Saved entries
_ _ _ _
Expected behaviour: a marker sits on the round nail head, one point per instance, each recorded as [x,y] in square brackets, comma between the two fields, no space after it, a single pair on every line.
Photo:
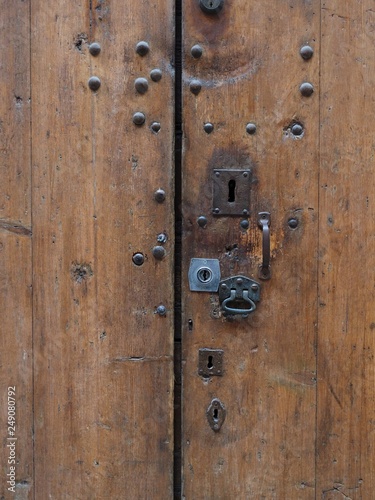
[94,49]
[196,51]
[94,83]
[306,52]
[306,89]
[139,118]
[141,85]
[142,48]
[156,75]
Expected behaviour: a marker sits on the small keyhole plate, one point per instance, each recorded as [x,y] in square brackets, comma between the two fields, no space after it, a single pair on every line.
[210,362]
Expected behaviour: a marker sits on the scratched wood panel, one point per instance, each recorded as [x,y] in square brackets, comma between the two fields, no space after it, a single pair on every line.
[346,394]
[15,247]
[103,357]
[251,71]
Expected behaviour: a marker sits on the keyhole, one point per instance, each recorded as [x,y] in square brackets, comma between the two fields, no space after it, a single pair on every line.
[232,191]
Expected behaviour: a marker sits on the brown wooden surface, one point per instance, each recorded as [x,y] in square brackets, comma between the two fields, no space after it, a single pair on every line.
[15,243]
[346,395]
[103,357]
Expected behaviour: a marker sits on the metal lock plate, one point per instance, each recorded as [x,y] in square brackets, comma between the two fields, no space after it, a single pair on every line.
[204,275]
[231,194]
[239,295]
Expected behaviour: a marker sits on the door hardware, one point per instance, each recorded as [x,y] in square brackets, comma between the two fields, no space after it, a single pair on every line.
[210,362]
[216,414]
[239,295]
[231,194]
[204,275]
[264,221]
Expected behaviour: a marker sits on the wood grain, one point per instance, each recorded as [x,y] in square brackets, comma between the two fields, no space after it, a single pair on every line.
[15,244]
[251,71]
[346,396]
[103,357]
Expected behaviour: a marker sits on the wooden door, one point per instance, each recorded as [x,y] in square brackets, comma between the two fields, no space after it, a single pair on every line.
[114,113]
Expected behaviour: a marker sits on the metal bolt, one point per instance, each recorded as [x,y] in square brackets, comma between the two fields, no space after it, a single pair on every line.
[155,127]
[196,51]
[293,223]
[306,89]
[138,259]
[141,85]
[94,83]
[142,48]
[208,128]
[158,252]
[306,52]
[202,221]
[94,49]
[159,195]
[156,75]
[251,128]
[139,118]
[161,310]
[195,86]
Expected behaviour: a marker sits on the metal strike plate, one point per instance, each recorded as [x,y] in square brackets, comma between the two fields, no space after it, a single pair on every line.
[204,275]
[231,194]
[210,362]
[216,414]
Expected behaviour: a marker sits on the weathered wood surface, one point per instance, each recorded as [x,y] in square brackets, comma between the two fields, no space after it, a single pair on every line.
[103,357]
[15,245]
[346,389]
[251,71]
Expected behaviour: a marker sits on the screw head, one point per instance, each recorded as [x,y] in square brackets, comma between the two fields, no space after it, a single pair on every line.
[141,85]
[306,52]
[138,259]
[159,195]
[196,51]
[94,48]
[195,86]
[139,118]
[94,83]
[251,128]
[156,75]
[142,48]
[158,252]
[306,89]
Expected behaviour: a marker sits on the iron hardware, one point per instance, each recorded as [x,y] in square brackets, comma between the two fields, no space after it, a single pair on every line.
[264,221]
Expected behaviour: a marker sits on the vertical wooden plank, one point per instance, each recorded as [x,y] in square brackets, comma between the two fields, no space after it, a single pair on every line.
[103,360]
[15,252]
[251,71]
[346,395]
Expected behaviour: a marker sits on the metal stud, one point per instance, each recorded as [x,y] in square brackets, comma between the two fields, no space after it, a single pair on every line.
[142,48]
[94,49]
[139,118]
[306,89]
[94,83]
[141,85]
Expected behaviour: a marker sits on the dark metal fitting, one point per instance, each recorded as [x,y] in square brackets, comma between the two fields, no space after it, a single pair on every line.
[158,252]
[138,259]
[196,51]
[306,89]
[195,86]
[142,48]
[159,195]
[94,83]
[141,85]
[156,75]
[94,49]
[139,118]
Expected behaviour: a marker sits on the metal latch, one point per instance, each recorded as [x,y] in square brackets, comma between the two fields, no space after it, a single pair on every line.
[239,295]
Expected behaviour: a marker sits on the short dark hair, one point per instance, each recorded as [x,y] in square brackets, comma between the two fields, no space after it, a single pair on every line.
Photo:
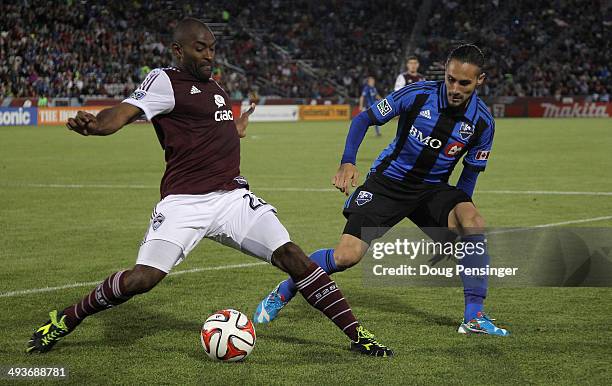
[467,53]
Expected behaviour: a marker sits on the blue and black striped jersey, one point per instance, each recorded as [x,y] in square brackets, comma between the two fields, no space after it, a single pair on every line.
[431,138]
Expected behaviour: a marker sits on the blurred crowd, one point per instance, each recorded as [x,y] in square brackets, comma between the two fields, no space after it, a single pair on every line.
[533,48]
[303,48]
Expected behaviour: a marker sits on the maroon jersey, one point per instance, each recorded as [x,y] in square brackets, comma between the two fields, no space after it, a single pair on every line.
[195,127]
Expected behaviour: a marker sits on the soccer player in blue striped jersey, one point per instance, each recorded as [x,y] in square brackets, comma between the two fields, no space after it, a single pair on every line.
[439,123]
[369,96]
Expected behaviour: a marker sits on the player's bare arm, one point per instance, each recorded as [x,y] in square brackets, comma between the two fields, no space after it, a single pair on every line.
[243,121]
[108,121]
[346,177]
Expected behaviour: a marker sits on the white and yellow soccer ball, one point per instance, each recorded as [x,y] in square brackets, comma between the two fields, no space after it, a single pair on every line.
_ _ _ _
Directions for this task:
Leaving pictures aside, write out each record above exactly as given.

Written answer:
Expected behaviour: a marker sits on the round nail head, one point per instance, each recorded as [x,y] in square brackets, comma between the two fields, no space after it, a single pair on every line.
Photo:
[94,49]
[196,51]
[94,83]
[306,52]
[306,89]
[139,118]
[141,85]
[142,48]
[156,75]
Expected behaviour: a marker sits on the small keyhole plate, one point per instance, each recorded as [x,y] in square brackets, comma between the two fields, no space after it, a single pair on every line.
[210,362]
Expected behaviour: a marker sits on the scratched wood panel, one point per instance, each recorded as [x,y] in square brackets, comma between the two fields, no space after it, a single pair on every line.
[346,394]
[15,247]
[103,357]
[251,71]
Expected behaviour: a marker sits on the keyhole, one point per instance, each recorded as [x,y] in square brackets, comma between the two fields, no space after it, a single pair on every line.
[232,191]
Expected behaviour: a marker sits on the brown wooden surface, one point per instance, each recorded as [x,y] in square brackets, comma between the two fields, no space after it, a single pair on every line.
[15,243]
[346,395]
[103,357]
Expected behaviour: a marker sits on the metal lock plate, one point per instance, each recorded as [x,y] in square brackets, comma between the two fields, no space after it, a single pair on every line.
[204,275]
[231,194]
[239,295]
Expected behaviour: a marker sits on the door hardware, one point per instance, each recorded as [x,y] in square brackets, comma between the two fields, no space after it, a single pair on every line.
[210,362]
[216,414]
[239,295]
[231,194]
[204,275]
[264,221]
Expected behaviour: a marker sits on the wood grain, one point per instance, each recorded as [x,y] in square brackets, comma between the two fields, no space after it, a single pair on every line.
[15,244]
[251,71]
[346,396]
[103,357]
Expected behaviour: a marker sits on the wooden door, one point per instance, each recorded as [x,y] in square brackets, comma between the two fields, no space after it, a single pair on every line.
[114,113]
Expected behaviour: a marker sits on the metal bolt, one point per instance, each recorded as [x,y] in square brackets, comma between the two fields, no space after it, a single pair on every line.
[155,127]
[196,51]
[293,223]
[306,89]
[138,259]
[141,85]
[94,83]
[142,48]
[208,128]
[158,252]
[306,52]
[202,221]
[94,49]
[159,195]
[156,75]
[251,128]
[139,118]
[161,310]
[195,86]
Expected behaviour: a marker sits on the metal strike plate, one point per instance, each recorded as [x,y] in square brackets, comma between the two fields, no space after it, a single pair on every line.
[204,275]
[231,194]
[210,362]
[216,414]
Expected behaviour: a marker sits on the weathered wood surface, one point per instance, each recorded as [x,y] in square brackets, comma between the two fields, no space after it, a single pair on every line.
[103,357]
[15,245]
[346,389]
[251,71]
Expected behaviour: a marker sits on the screw head, one point per instance, each recorded as [x,y] in square brackets, comma between the two fields, no space after it, a single pair on every line.
[141,85]
[306,52]
[138,259]
[159,195]
[196,51]
[94,48]
[195,86]
[139,118]
[94,83]
[251,128]
[156,75]
[142,48]
[158,252]
[306,89]
Expected behaviour: a marker sits on the iron hardware, one point per instance, each recorded as [x,y] in square brackets, comma between the two fields, no space after it, a single pair on every line.
[264,221]
Expected behaviour: a marker sits on the vertical wooden plank, one point per instance, each recorded as [x,y] in square brackets, comma between the two fields, no space after it, a single pair on every line.
[103,360]
[15,252]
[251,71]
[346,395]
Expected behaviour: a marker sits on the metal stud, one point per instance, each recorded as [x,y] in square brackets, comma between the two fields, no space after it, a single pair on every line.
[142,48]
[94,49]
[139,118]
[306,89]
[94,83]
[141,85]
Expected behaviour: a marker sits on the dark metal fitting, one point per instance, each recorded as [x,y] in square brackets, comma between the two fields, no space after it, a single pair on every line.
[158,252]
[138,259]
[196,51]
[306,89]
[195,86]
[142,48]
[159,195]
[94,83]
[141,85]
[156,75]
[94,49]
[139,118]
Expected behaviour: a marker sits on the metal latch, one point per instance, each recorded as [x,y] in square brackets, comma between the two fields, no space after it, a single pair on every line.
[239,295]
Expected behaviour: a marker sits on the short dark hair, one point per instance, each recorded as [x,y] in square brackets, comma between the two fields, no space after it, a single pair on every line.
Photo:
[467,53]
Expected behaviour: a marker sits on the blue and black striped jersey, one point per instance, each recorded as [x,y] in square brackets, comma between the two fields, no space after it, a single pair on every line.
[431,138]
Expected behaviour: a marker sits on the blurred crowd, one point per instance, each recorded as [x,y] in square brackets, comma between the two fields, no space after it, a single pair on every line.
[533,48]
[303,48]
Expected behaviour: a marker sits on the maroon jersey, one point per instance, each recorded as [x,y] in square brackets, comma between the two fields, no space after it, a single pair on every line.
[195,127]
Expected behaviour: a marker sits on the soccer player in blue striped jersey, one point per instance, each recorded as [x,y] in square brackets, comma between the two fields, no space after it, a single pair on every line.
[439,123]
[369,96]
Expected behaviour: a marker sits on the player's bare arm, one point per instance, each recorded as [x,y] in square brackets, comma between the two fields, no space after it, a single pair on every line.
[243,121]
[108,121]
[346,177]
Expected behaviour: a marker sits on the white and yellow soccer ball, one point per instance, each recorded as [x,y] in square brackets, comma between the two fields, no space after it, a single pair on every line.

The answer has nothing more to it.